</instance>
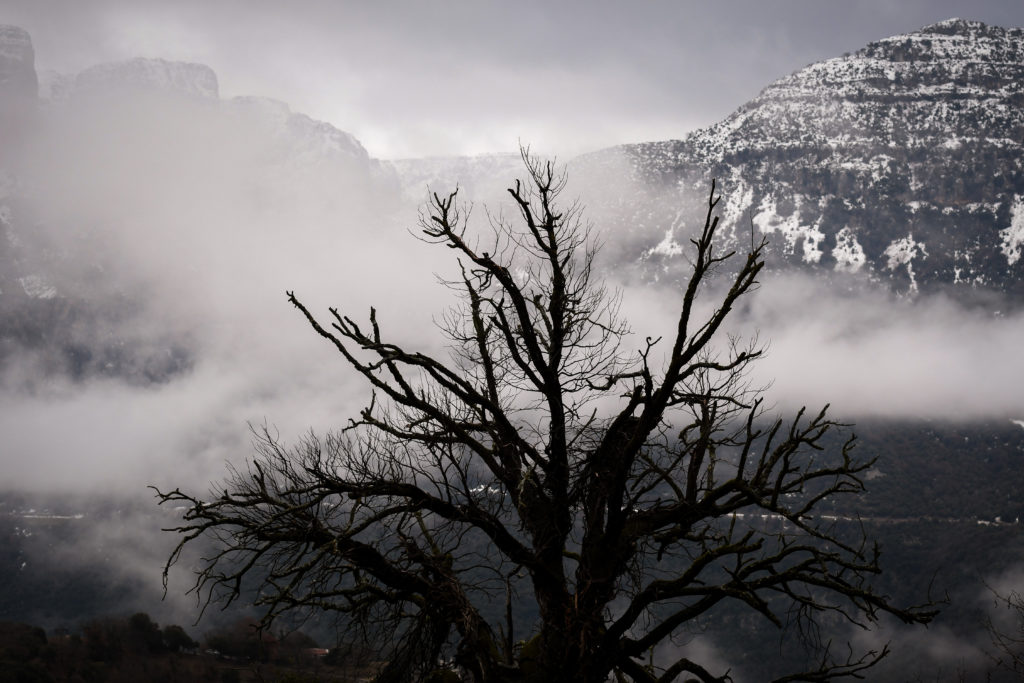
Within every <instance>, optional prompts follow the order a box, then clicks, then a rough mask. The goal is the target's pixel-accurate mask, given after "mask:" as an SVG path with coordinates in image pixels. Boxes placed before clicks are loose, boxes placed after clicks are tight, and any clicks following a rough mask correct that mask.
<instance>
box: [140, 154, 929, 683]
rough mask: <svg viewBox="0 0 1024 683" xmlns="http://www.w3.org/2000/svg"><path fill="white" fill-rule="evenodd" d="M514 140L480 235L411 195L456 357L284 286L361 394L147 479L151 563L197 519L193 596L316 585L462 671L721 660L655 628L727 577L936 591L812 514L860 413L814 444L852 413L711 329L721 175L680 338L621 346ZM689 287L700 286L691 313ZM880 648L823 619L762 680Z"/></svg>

Work to be completed
Update the data above so that every "rough mask" reads "coarse mask" and nothing else changes. Leave the pictures out of your answer.

Response area
</instance>
Within every <instance>, optional prompts follow the order a box, then clicks, then a coarse mask. The goal is the target's pixel-accurate mask, given after "mask:" as an SVG path with coordinates in image pixels. Boxes placed before clicks are loose, boxes placed after clicks are tight, and any clicks following a coarse mask correct that mask.
<instance>
box: [140, 154, 929, 683]
coarse mask: <svg viewBox="0 0 1024 683" xmlns="http://www.w3.org/2000/svg"><path fill="white" fill-rule="evenodd" d="M514 140L480 235L411 195L456 357L284 286L361 394L147 479L151 563L197 519L193 596L316 585L462 671L721 660L655 628L727 577L936 591L812 514L860 413L814 444L852 413L711 329L721 175L680 338L621 346ZM689 287L700 286L691 313ZM880 648L823 619L762 680Z"/></svg>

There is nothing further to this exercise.